◆ SET OF TASKS:
1. In the text on the rescheduled French Open, what happens to the clay when the ball bounces?
2. Reproduce the passage about the French Open conditions, starting at "The French Open" and ending at "September, in autumn.".
3. Take the piece on the autumn French Open further, picking up after its final sentence.

◆ TEXT UNDER STUDY:
──────
The French Open is normally held in the spring, in the May-June window. Due to the Coronavirus pandemic though, the French Tennis Federation (FFT) decided to reschedule it to last week of September, in autumn.

“The conditions are really heavy,” Knowles says. “There has been some discussion that the balls are a bit heavier this year, but it’s hard to tell because the conditions are a lot different than what it would have been like in the spring. We’ve had tons of rain, so the clay is really clumpy and slow because of the moisture.”


Due to the conditions, the clay tends to stick to the ball when it bounces, making the ball heavier. As a result, a player would need to generate more power to play a shot from the baseline.

For that power, you need a little more time to load into a shot, and so there’s a slight push further behind the baseline in order to get the precious split-second. At the same time though, moving backwards makes it that much more difficult to spring forward to retrieve a drop shot when suddenly summoned.
──────
Collection entries:
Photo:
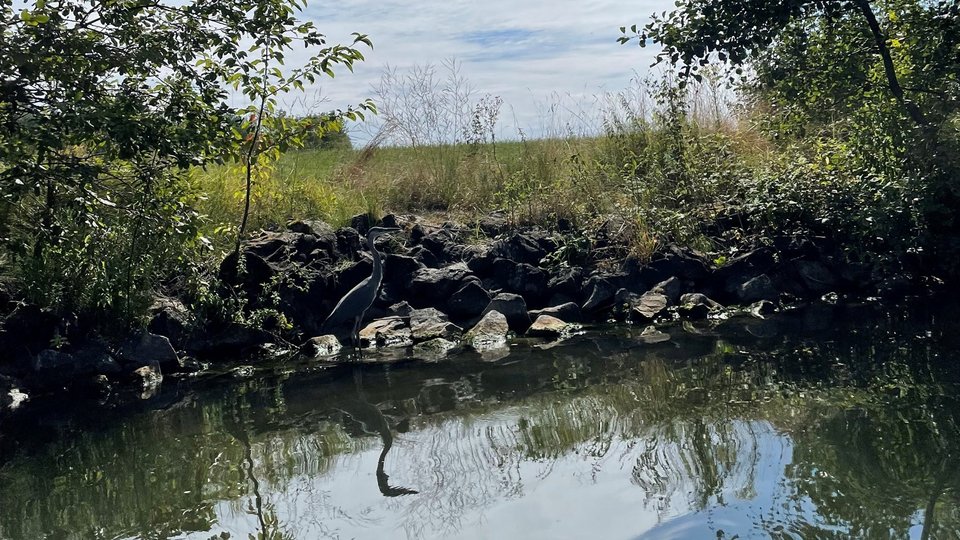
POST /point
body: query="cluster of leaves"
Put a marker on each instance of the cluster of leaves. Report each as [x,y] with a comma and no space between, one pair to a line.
[104,105]
[861,97]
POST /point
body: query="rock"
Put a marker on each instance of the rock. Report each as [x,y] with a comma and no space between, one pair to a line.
[430,323]
[234,338]
[648,306]
[400,309]
[13,398]
[600,295]
[170,318]
[148,380]
[348,242]
[696,306]
[567,282]
[521,278]
[758,288]
[327,345]
[255,271]
[433,349]
[433,286]
[514,308]
[549,326]
[651,335]
[568,311]
[150,350]
[816,276]
[672,288]
[399,269]
[762,308]
[520,248]
[469,301]
[386,332]
[489,333]
[361,222]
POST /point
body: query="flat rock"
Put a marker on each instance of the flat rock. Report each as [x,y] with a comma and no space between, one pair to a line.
[150,350]
[386,332]
[648,306]
[433,349]
[327,345]
[697,306]
[549,326]
[469,301]
[567,311]
[514,308]
[489,333]
[430,323]
[651,335]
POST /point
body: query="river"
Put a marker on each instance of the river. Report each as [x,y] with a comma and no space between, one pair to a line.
[827,422]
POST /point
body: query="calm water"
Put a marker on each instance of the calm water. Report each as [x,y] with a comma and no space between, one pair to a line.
[830,423]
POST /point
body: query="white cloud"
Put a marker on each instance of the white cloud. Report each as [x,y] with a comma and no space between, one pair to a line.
[527,52]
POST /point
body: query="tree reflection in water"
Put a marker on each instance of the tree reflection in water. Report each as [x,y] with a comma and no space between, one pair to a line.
[827,430]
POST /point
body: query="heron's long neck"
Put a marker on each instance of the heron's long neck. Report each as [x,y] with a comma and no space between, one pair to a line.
[377,275]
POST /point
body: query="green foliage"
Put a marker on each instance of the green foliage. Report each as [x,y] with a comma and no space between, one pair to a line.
[104,106]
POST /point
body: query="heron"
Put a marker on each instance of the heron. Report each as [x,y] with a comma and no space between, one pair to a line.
[358,300]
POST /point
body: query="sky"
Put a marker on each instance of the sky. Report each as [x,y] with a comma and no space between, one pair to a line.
[549,60]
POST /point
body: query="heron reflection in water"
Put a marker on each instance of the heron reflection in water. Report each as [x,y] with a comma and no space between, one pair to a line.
[373,421]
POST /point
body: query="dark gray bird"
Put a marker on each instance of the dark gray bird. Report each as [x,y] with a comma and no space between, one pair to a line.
[355,303]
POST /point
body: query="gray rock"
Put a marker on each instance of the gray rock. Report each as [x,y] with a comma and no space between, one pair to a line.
[648,306]
[651,335]
[327,345]
[148,380]
[489,333]
[549,326]
[697,306]
[816,276]
[433,286]
[430,323]
[568,311]
[671,288]
[433,349]
[762,308]
[386,332]
[170,318]
[150,350]
[514,308]
[600,295]
[469,301]
[758,288]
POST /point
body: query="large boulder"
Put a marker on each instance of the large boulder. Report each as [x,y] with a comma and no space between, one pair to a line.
[149,349]
[648,307]
[430,323]
[433,286]
[697,306]
[548,326]
[490,333]
[758,288]
[170,318]
[521,278]
[600,296]
[514,308]
[521,248]
[326,345]
[568,311]
[468,302]
[386,332]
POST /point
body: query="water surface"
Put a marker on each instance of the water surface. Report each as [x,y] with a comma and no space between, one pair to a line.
[832,422]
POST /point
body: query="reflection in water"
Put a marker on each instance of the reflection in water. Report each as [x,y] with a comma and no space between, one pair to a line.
[823,430]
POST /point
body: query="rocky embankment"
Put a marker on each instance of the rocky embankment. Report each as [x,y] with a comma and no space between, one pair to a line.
[445,288]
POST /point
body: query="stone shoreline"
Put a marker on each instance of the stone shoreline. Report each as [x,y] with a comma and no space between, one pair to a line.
[446,288]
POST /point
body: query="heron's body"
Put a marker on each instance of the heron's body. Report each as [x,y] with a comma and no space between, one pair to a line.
[354,305]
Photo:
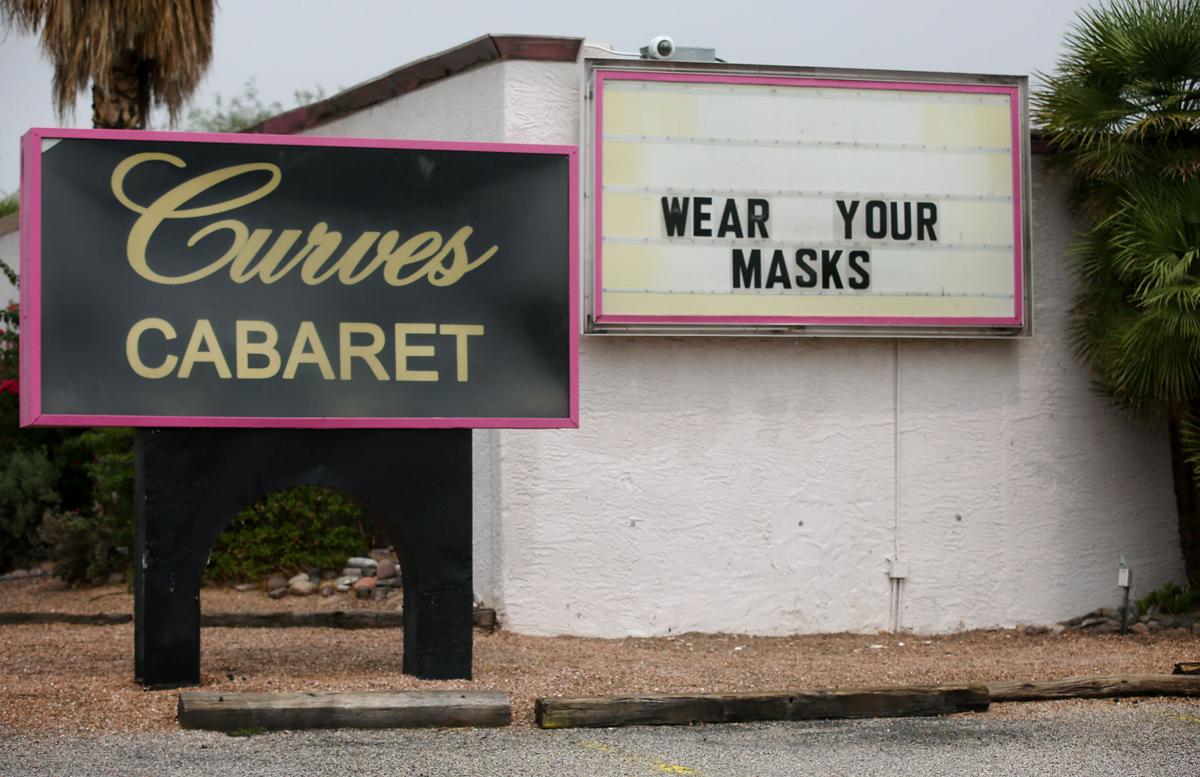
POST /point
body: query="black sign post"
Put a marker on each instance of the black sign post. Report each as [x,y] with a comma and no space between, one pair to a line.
[292,311]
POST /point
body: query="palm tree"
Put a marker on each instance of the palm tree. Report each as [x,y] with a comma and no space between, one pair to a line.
[1123,116]
[131,52]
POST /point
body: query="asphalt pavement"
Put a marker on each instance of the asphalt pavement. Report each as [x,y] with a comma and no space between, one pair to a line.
[1061,739]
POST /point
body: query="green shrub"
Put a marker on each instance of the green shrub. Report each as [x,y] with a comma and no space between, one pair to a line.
[27,491]
[291,531]
[1171,600]
[89,544]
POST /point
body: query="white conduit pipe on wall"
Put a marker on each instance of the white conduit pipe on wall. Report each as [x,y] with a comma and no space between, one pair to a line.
[897,583]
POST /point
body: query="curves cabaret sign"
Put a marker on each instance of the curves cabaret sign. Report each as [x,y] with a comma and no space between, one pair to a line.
[180,279]
[784,203]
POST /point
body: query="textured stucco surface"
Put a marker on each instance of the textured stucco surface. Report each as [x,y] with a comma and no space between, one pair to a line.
[748,485]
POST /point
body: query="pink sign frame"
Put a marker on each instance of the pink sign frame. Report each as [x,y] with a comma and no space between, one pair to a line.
[31,266]
[1017,320]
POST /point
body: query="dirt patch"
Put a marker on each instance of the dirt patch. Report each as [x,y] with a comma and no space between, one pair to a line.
[79,679]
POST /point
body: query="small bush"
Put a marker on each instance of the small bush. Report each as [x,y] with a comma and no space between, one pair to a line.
[87,544]
[28,482]
[1170,600]
[291,531]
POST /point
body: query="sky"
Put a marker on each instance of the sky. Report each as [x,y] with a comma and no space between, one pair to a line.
[299,44]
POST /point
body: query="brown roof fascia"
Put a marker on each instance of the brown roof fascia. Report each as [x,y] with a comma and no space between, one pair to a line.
[483,50]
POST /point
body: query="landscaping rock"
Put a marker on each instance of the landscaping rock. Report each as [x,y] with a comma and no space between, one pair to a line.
[364,586]
[303,588]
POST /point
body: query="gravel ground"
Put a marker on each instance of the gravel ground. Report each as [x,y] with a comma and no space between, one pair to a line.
[1065,739]
[78,679]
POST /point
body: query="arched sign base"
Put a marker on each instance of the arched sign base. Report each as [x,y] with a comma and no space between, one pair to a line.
[191,482]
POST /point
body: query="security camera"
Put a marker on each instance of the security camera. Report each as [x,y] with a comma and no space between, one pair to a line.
[661,47]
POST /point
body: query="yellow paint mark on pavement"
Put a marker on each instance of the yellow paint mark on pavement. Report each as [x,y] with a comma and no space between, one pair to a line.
[649,762]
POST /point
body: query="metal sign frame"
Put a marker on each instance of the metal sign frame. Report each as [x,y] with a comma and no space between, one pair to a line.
[559,413]
[599,71]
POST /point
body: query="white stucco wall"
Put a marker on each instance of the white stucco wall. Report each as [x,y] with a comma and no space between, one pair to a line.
[749,485]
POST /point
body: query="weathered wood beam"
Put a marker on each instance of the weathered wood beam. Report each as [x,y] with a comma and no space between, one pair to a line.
[731,708]
[371,710]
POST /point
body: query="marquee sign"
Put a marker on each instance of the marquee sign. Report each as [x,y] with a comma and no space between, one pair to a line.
[189,279]
[783,203]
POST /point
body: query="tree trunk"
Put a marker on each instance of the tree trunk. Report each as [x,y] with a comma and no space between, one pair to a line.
[1186,495]
[123,101]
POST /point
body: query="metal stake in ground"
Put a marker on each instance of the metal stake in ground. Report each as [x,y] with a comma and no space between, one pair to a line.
[1125,578]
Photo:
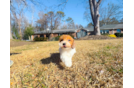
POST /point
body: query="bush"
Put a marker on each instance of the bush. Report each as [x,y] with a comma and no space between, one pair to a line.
[57,38]
[119,34]
[40,39]
[13,37]
[112,35]
[105,34]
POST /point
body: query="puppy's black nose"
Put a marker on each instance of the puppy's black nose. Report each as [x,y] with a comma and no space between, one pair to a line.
[64,43]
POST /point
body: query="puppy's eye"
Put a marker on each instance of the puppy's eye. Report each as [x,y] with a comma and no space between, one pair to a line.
[61,40]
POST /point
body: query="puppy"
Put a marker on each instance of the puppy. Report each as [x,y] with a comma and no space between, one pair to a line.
[67,49]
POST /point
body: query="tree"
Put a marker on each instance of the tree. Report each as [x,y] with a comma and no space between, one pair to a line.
[89,25]
[94,9]
[80,26]
[28,32]
[110,14]
[43,21]
[11,37]
[70,23]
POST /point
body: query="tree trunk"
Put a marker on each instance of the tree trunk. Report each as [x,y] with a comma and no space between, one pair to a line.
[94,9]
[11,37]
[97,23]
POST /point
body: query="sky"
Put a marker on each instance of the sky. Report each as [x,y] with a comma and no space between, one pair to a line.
[74,9]
[128,12]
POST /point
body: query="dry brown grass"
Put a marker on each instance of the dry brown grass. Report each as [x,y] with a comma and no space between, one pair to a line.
[96,64]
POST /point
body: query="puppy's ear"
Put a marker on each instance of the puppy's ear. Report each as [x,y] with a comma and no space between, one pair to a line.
[73,45]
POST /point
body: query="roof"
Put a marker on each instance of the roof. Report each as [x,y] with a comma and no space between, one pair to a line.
[90,29]
[112,26]
[57,31]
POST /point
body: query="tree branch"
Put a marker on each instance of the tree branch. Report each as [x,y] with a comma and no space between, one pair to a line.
[98,3]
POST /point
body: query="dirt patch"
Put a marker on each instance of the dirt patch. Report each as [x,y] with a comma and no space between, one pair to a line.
[19,43]
[96,37]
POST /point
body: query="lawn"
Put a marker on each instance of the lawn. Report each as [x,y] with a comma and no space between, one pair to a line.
[96,64]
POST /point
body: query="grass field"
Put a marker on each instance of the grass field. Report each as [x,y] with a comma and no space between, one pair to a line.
[96,64]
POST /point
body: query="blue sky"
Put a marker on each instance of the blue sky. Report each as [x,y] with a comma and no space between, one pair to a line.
[74,9]
[128,12]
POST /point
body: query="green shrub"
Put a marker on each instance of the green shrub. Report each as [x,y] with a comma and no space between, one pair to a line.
[40,39]
[57,38]
[119,34]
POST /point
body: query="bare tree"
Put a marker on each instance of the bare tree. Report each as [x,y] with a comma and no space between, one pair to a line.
[110,13]
[76,26]
[94,9]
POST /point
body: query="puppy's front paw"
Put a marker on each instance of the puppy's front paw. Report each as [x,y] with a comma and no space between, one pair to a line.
[69,64]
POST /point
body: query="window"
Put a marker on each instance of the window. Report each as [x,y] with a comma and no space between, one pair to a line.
[35,36]
[118,31]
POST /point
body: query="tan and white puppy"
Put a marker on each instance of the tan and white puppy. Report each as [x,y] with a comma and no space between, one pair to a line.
[67,49]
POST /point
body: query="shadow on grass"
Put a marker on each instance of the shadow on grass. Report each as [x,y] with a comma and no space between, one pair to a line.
[13,53]
[55,58]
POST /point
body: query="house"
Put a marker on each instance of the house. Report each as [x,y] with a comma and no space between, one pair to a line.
[112,28]
[77,33]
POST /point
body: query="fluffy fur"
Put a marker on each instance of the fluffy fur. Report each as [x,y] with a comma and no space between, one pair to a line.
[67,49]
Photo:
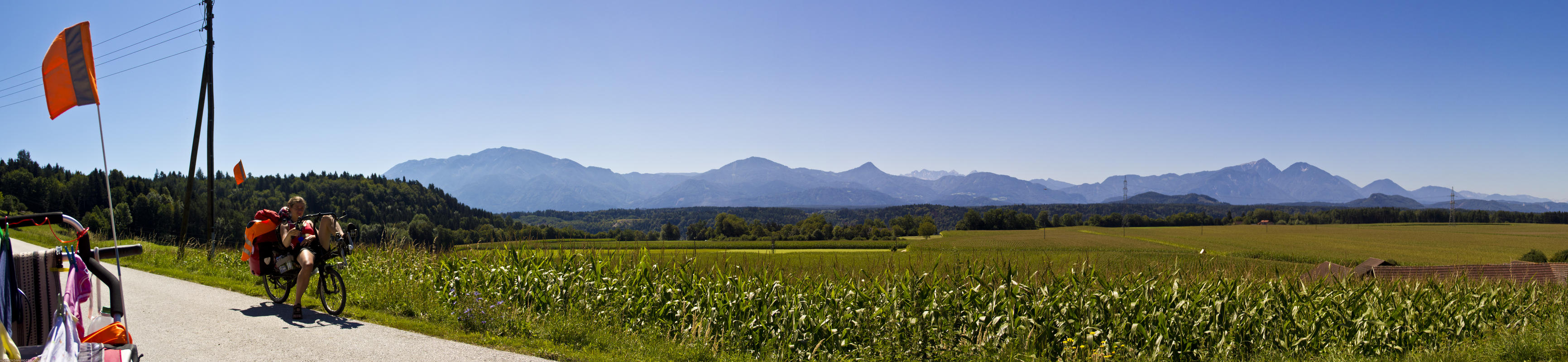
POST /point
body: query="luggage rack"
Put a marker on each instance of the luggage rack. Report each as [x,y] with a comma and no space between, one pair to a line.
[48,305]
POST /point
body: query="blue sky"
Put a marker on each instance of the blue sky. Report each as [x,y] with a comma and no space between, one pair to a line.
[1424,93]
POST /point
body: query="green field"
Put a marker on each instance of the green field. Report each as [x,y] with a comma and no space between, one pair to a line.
[612,245]
[1070,294]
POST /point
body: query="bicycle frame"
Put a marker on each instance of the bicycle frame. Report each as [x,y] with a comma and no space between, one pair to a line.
[90,257]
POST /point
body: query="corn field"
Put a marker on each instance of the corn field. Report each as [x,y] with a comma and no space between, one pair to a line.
[984,314]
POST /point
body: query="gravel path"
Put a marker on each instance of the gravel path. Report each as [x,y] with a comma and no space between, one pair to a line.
[178,320]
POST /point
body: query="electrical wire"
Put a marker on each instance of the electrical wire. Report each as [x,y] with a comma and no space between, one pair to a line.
[99,63]
[128,32]
[149,38]
[109,76]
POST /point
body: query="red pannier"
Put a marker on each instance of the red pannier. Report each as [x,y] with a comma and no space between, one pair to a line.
[261,239]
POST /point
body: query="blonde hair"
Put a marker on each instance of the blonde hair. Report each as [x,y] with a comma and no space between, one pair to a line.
[294,200]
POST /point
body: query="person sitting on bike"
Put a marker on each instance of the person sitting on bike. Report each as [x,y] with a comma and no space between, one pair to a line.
[302,236]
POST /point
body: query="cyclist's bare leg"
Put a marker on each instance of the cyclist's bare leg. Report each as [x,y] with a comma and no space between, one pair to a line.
[307,267]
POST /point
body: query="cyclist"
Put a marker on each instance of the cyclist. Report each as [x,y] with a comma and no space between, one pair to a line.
[302,236]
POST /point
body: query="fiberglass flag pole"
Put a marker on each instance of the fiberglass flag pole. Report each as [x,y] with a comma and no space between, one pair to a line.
[71,81]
──────
◆ RESPONSES FOR EACH TASK:
1. It tends to stick to the ball, making the ball heavier.

2.
The French Open is normally held in the spring, in the May-June window. Due to the Coronavirus pandemic though, the French Tennis Federation (FFT) decided to reschedule it to last week of September, in autumn.

3.
Has there been an increase in the amount of clay used?

The clay courts at the French Open are covered with two millimetres of red brick dust (clay). This year however, due to the damp conditions with the rain, ground-staff have to add more clay to negate the moisture.

More clay added means a greater amount of cushioning on the surface. And the greater the cushioning results in the heavier ball staying low on the bounce – ideal for the drop shot.

“I think in these conditions the ball is bouncing super low, so it’s even tougher to get it back,” said 2017 French Open champion Jelena Ostapenko after her win over second seed Karolina Pliskova in the second round.

“(The drop shot is) useful because the bounce is much lower because it’s much colder this year.”